(Directions for this task):
Copy all of the data below word for word, keeping every line unchanged.

--- start of Data excerpts ---

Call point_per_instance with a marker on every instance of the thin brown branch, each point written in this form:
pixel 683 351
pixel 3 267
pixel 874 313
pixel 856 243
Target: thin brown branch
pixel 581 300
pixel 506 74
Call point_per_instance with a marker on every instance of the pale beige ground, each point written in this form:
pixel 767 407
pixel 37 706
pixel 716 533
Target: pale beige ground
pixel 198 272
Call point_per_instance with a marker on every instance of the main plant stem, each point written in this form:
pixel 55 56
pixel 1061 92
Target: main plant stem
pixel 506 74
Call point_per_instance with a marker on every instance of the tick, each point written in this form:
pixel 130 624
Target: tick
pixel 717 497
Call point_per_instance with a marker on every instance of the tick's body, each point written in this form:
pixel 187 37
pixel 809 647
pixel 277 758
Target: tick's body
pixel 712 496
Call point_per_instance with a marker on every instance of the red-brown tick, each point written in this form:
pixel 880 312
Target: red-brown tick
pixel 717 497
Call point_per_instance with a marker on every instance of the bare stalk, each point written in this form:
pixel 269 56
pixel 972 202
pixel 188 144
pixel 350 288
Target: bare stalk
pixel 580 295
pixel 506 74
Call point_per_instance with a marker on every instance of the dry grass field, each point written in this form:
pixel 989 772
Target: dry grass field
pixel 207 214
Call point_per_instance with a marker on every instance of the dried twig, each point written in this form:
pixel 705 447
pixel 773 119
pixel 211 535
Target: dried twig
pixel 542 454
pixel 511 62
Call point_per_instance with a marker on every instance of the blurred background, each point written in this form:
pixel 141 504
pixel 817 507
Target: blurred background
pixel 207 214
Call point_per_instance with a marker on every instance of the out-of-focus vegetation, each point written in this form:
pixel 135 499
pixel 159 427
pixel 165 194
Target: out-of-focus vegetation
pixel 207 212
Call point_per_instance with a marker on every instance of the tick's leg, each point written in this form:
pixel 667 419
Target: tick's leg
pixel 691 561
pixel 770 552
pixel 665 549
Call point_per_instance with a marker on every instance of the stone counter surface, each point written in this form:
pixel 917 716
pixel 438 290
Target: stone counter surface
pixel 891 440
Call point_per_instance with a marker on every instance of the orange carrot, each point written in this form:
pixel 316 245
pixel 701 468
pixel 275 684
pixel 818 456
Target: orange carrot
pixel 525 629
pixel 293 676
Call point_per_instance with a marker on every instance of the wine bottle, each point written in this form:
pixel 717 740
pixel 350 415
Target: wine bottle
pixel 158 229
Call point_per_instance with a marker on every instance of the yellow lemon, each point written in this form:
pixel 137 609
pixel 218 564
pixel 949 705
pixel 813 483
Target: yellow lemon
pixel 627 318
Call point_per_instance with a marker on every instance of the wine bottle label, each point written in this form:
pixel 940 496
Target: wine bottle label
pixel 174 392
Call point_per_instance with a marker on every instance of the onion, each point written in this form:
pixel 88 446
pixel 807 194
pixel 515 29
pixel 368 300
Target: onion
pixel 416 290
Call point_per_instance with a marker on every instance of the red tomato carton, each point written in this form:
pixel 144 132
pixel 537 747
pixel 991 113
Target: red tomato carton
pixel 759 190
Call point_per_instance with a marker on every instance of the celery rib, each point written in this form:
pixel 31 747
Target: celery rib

--- end of Data excerpts ---

(Correct result):
Call point_per_instance with a marker on every instance of the thin brown branch, each point written in this form:
pixel 683 351
pixel 3 267
pixel 874 313
pixel 856 243
Target: thin brown branch
pixel 581 300
pixel 506 74
Call point_per_instance with a marker on every instance of the pale beige ground, each point written in this form:
pixel 767 407
pixel 37 706
pixel 716 533
Target: pale beige ground
pixel 198 272
Call point_per_instance with a marker on every instance of the main plant stem, each point written in this form:
pixel 55 56
pixel 1061 92
Target: main plant stem
pixel 506 74
Call point_per_instance with a marker on every instance of the tick, each point written in this form:
pixel 130 624
Target: tick
pixel 717 497
Call point_per_instance with a marker on every instance of the tick's body, each point written in this form:
pixel 187 37
pixel 809 647
pixel 277 758
Target: tick's body
pixel 712 496
Call point_per_instance with a marker on every instance of the red-brown tick, each point written in this form:
pixel 880 312
Target: red-brown tick
pixel 717 497
Call point_per_instance with a marker on every instance of the bare stalk, each point written in this form:
pixel 269 56
pixel 972 202
pixel 188 144
pixel 350 288
Target: bare stalk
pixel 580 295
pixel 506 74
Call point_per_instance with a marker on every instance of the dry grass field, each point written in this form:
pixel 989 772
Target: dry grass field
pixel 207 214
Call point_per_instance with a marker on every instance of the dried twig, each point written in this form:
pixel 705 447
pixel 773 119
pixel 211 535
Target: dried twig
pixel 542 454
pixel 511 62
Call point_per_instance with a marker on every instance of the blurred background, each point written in this form:
pixel 141 504
pixel 817 507
Target: blurred background
pixel 207 214
Call point_per_instance with a marker on every instance of the out-of-focus vegetation, each point written in this form:
pixel 135 499
pixel 159 427
pixel 165 194
Target: out-of-focus vegetation
pixel 207 212
Call point_per_instance with a marker on every instance of the tick's leg, each point written in this form:
pixel 667 419
Target: tick's leg
pixel 691 561
pixel 770 552
pixel 665 549
Call point_per_instance with a marker on every instance of the stone counter surface, each point written in this form:
pixel 917 716
pixel 438 290
Target: stone counter surface
pixel 891 440
Call point_per_instance with a marker on every instance of the orange carrot, each point written in this form:
pixel 316 245
pixel 701 468
pixel 275 684
pixel 818 456
Target: orange carrot
pixel 525 629
pixel 293 676
Call point_per_instance with a marker on every instance of the wine bottle, each point written in this form:
pixel 717 740
pixel 350 415
Target: wine bottle
pixel 158 229
Call point_per_instance with a marker on every instance of the yellow lemon, each point written in this form:
pixel 137 609
pixel 218 564
pixel 949 705
pixel 813 483
Target: yellow lemon
pixel 627 318
Call point_per_instance with a marker on every instance of the wine bottle label, each point written in this form:
pixel 940 496
Target: wine bottle label
pixel 174 392
Call point_per_instance with a marker on every instance of the onion, each point written in this form:
pixel 88 446
pixel 807 194
pixel 515 29
pixel 368 300
Target: onion
pixel 416 290
Call point_per_instance with a marker on every instance of the red tomato carton, each point written in this form:
pixel 144 132
pixel 537 747
pixel 991 113
Target: red tomato carton
pixel 759 190
Call point_per_instance with a marker on every instance of the celery rib, each point written in this form:
pixel 31 747
Target: celery rib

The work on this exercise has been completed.